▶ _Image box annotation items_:
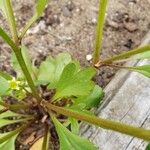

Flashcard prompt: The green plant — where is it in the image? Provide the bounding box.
[0,0,150,150]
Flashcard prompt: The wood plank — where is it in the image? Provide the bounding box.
[81,34,150,150]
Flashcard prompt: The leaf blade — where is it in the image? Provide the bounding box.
[52,117,96,150]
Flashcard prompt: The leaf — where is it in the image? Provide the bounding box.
[0,135,17,150]
[69,118,80,135]
[0,76,9,96]
[0,71,12,80]
[0,110,24,119]
[38,53,71,88]
[11,46,36,79]
[145,143,150,150]
[0,119,28,128]
[53,63,96,100]
[35,0,48,17]
[127,65,150,78]
[30,137,44,150]
[73,85,104,109]
[133,50,150,59]
[52,117,97,150]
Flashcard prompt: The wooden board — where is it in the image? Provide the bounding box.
[81,34,150,150]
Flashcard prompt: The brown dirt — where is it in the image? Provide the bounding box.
[0,0,150,149]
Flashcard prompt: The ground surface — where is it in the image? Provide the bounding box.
[0,0,150,149]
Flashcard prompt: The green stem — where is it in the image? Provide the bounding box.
[42,125,50,150]
[101,45,150,64]
[0,27,41,103]
[93,0,107,64]
[8,104,31,111]
[5,0,18,43]
[42,101,150,141]
[19,15,37,39]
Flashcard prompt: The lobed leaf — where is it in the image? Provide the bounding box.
[0,110,24,119]
[52,117,97,150]
[38,53,71,88]
[30,137,44,150]
[53,63,96,100]
[0,76,9,96]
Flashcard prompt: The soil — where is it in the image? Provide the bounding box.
[0,0,150,149]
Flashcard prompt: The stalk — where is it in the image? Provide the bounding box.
[4,0,18,43]
[19,15,37,39]
[0,27,41,103]
[42,125,50,150]
[42,101,150,141]
[93,0,107,64]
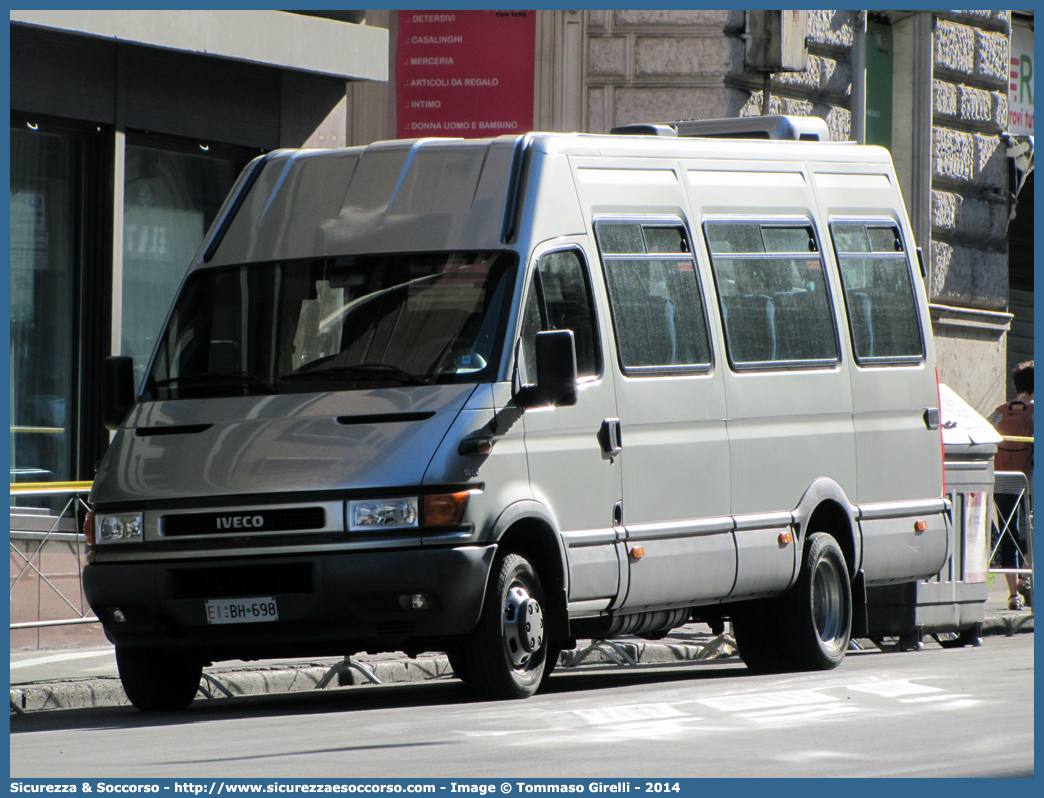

▶ _What needs to be done_: Update the items above by changing every "bounding box" to "enclosing rectangle" and keeping everything else the same. Leave the pictures out of your answer.

▶ _Written solution_:
Flashcard prompt: The green plant — where is it in the image? Provide the enclosing rectangle.
[0,0,150,150]
Flashcard prompt: The wood plank — where is it in the image? Provide the enclosing rectangle.
[81,34,150,150]
Flashcard prompt: The leaf blade — where is it in the image? Provide the enclosing rectangle.
[52,117,96,150]
Flashcard prompt: The leaf — where is it in the image? Provide the enclosing rectangle.
[0,135,17,150]
[69,118,80,135]
[0,76,9,96]
[0,71,12,80]
[0,110,24,119]
[38,53,71,88]
[11,46,36,79]
[145,143,150,150]
[0,119,28,128]
[53,63,96,100]
[35,0,48,17]
[127,65,150,78]
[30,137,44,150]
[73,85,104,109]
[133,50,150,59]
[52,117,97,150]
Flashcard prompt: The wooden board — where is it in the image? Provide the enclosing rectangle.
[81,34,150,150]
Flashcard prompt: The brown dirt — where is it in the image? Provide the enclosing rectangle.
[0,0,150,149]
Flashcard prompt: The ground surface — where is it in the image? Provide the enclosing rectangle.
[0,0,150,149]
Flashcard prompt: The green stem — where is it in the image? Provide the enclosing rectangle.
[42,125,50,150]
[101,45,150,64]
[0,27,41,103]
[93,0,107,64]
[8,104,31,111]
[5,0,18,43]
[42,101,150,141]
[19,15,37,39]
Flashcard prompt: The lobed leaf — where is it in the image? Provide the enclosing rectangle.
[0,110,24,119]
[52,117,97,150]
[38,53,71,88]
[30,137,44,150]
[53,63,96,100]
[0,76,9,96]
Flashcard prompt: The soil — where is it in the image? Provide the enclosing rectangle.
[0,0,150,149]
Flashcard prompt: The stalk — where is it in the image? Provide the enclosing rectangle.
[4,0,18,43]
[19,15,37,39]
[0,27,41,103]
[42,125,50,150]
[42,101,150,141]
[93,0,107,64]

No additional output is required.